**GOAL:**
Filter the data below, keeping every line that contains the word "painted", and copy each of those lines unchanged. The match is case-sensitive.

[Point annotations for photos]

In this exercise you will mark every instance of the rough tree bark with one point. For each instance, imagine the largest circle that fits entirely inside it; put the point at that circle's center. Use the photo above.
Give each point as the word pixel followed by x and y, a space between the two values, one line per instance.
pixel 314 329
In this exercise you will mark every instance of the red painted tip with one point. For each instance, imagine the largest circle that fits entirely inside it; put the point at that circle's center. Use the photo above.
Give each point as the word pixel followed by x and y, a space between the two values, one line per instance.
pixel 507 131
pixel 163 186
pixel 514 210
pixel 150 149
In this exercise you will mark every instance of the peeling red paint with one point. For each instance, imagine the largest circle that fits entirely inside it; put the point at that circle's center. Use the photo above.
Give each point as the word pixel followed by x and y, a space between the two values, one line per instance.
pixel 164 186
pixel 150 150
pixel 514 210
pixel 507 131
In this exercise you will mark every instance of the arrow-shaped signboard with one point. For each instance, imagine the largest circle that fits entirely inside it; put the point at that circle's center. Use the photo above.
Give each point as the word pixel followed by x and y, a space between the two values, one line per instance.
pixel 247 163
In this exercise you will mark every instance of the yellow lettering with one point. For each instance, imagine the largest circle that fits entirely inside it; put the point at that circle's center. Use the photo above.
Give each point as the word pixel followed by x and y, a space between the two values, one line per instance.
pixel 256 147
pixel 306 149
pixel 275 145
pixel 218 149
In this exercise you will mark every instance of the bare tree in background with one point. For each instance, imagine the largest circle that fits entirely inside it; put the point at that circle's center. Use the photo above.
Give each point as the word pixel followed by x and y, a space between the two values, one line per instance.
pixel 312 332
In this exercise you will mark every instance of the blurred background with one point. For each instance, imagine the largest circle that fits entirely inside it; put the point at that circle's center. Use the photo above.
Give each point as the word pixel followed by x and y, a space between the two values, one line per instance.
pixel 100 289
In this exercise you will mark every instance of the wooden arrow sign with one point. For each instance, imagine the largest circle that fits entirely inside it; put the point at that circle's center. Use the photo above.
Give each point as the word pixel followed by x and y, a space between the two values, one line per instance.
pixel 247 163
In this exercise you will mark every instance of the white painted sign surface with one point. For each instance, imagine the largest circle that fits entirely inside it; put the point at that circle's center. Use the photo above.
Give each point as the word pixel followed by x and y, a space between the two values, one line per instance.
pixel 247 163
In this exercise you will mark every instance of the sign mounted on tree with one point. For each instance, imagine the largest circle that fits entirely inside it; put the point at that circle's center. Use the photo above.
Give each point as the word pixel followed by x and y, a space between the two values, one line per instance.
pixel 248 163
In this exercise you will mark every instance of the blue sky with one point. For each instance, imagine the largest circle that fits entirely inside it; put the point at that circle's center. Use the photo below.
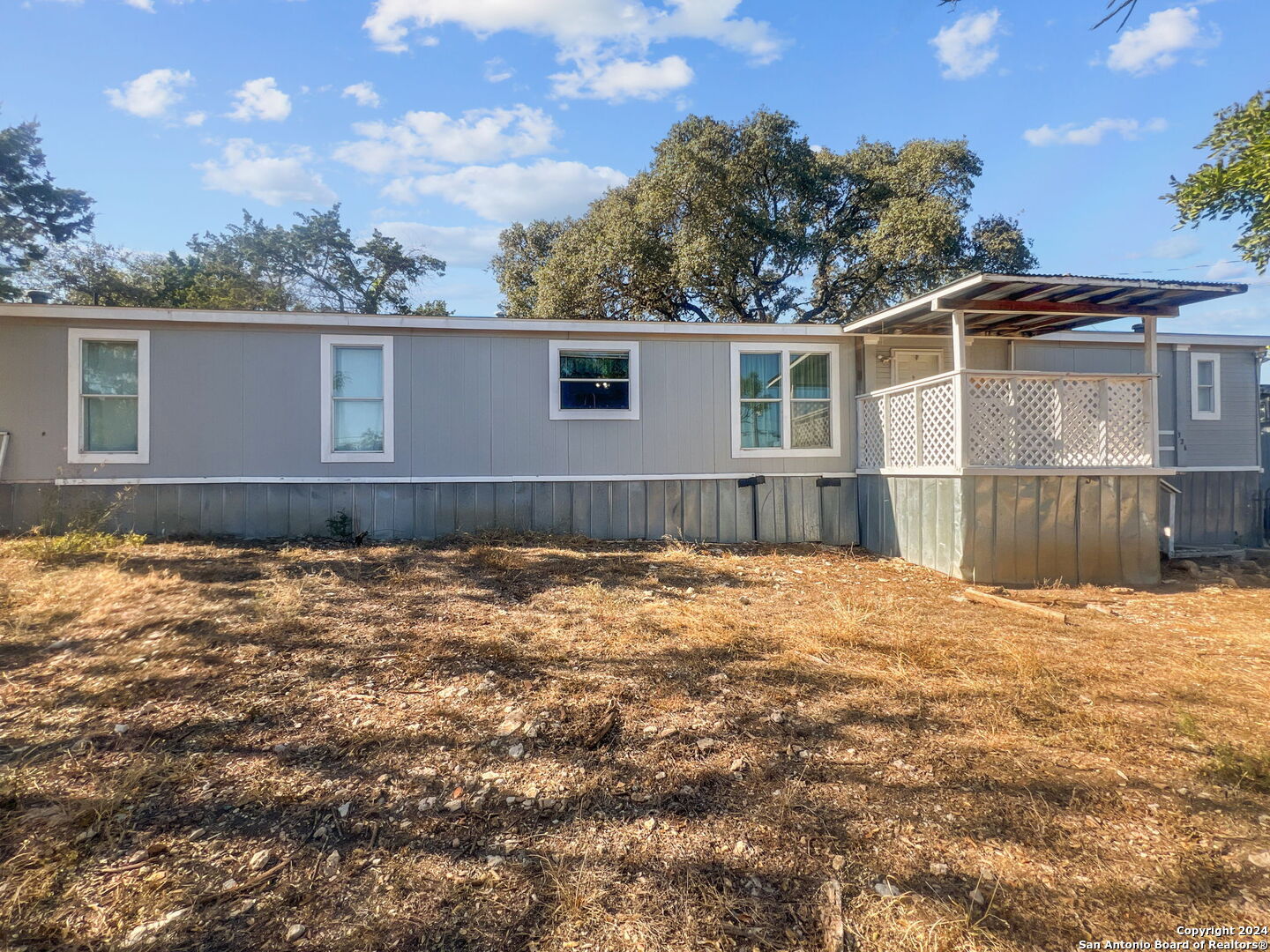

**EXERCISE OUTPUT:**
In this exercise you will mark every instance of the red painted tip with one point. For each instance, imagine the largest circle that fits entirely inside it; put the point at that circle's center. Use the photo above.
In this exercise you will mark every instance of the white painted sign surface with one point. For each instance, imagine the largest circle that fits entirely inside it; put the point at that circle's center. Use the photo above.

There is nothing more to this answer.